** Problem statement **
The records need to be set down again exactly as they appear.

Data listing Block Start

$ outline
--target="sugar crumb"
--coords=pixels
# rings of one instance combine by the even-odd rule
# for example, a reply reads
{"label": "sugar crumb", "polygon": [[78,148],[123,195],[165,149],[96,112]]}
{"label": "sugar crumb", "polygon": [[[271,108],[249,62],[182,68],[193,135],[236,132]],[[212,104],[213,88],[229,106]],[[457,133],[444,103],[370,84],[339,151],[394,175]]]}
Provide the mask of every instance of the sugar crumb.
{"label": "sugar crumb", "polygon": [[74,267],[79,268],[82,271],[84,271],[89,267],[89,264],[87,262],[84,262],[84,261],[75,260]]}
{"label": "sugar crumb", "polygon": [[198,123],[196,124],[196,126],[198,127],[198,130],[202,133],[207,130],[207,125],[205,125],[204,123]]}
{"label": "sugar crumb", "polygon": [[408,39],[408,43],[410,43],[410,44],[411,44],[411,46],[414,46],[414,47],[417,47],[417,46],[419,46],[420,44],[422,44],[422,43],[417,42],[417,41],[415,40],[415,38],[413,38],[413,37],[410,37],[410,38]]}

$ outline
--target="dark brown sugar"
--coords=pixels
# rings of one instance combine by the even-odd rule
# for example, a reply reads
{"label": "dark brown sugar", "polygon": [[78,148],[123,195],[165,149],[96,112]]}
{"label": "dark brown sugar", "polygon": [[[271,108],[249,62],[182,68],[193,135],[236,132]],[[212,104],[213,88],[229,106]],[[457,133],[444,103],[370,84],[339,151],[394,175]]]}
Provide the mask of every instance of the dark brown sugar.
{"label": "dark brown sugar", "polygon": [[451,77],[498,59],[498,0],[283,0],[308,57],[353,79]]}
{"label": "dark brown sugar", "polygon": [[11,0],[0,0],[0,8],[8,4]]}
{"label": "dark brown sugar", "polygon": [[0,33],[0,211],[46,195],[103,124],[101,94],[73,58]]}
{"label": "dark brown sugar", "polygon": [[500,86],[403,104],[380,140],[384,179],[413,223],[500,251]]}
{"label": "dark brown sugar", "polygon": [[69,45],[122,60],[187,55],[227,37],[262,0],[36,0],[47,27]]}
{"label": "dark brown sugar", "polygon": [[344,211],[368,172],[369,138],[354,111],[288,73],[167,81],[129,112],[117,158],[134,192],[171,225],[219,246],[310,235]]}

Data listing Block End

** Output **
$ outline
--target="sugar crumb"
--coords=pixels
# rings of one instance combine by the even-odd rule
# for example, a reply reads
{"label": "sugar crumb", "polygon": [[78,148],[123,195],[165,149],[96,112]]}
{"label": "sugar crumb", "polygon": [[[271,108],[249,62],[182,68],[193,135],[236,132]],[[212,104],[213,88],[229,106]],[[457,133],[444,103],[370,84],[339,151],[394,175]]]}
Provide the mask of every instance of the sugar crumb.
{"label": "sugar crumb", "polygon": [[74,267],[79,268],[82,271],[84,271],[89,267],[89,264],[87,262],[84,262],[84,261],[75,260]]}
{"label": "sugar crumb", "polygon": [[198,123],[196,124],[196,126],[198,127],[198,130],[202,133],[207,130],[207,125],[205,125],[204,123]]}
{"label": "sugar crumb", "polygon": [[408,39],[408,43],[410,43],[410,44],[411,44],[411,46],[414,46],[414,47],[417,47],[417,46],[419,46],[420,44],[422,44],[422,43],[417,42],[417,41],[415,40],[415,38],[413,38],[413,37],[410,37],[410,38]]}

$ outline
--target="dark brown sugar"
--coords=pixels
# rings of one instance combine by the even-odd rule
# for example, a reply reads
{"label": "dark brown sugar", "polygon": [[78,148],[123,195],[165,149],[96,112]]}
{"label": "dark brown sugar", "polygon": [[[271,108],[249,62],[182,68],[193,135],[236,132]],[[212,104],[213,88],[229,106]],[[457,133],[444,103],[370,84],[339,151],[394,175]]]}
Provide the mask of every instance of the dark brown sugar.
{"label": "dark brown sugar", "polygon": [[451,77],[498,59],[498,0],[283,0],[308,57],[353,79]]}
{"label": "dark brown sugar", "polygon": [[11,0],[0,0],[0,8],[8,4]]}
{"label": "dark brown sugar", "polygon": [[0,33],[0,211],[46,195],[103,124],[101,94],[73,58]]}
{"label": "dark brown sugar", "polygon": [[500,86],[403,104],[380,140],[384,179],[413,223],[500,251]]}
{"label": "dark brown sugar", "polygon": [[69,45],[122,60],[187,55],[227,37],[262,0],[36,0],[47,27]]}
{"label": "dark brown sugar", "polygon": [[344,211],[368,172],[369,138],[354,111],[288,73],[167,81],[129,112],[117,158],[134,192],[171,225],[219,246],[310,235]]}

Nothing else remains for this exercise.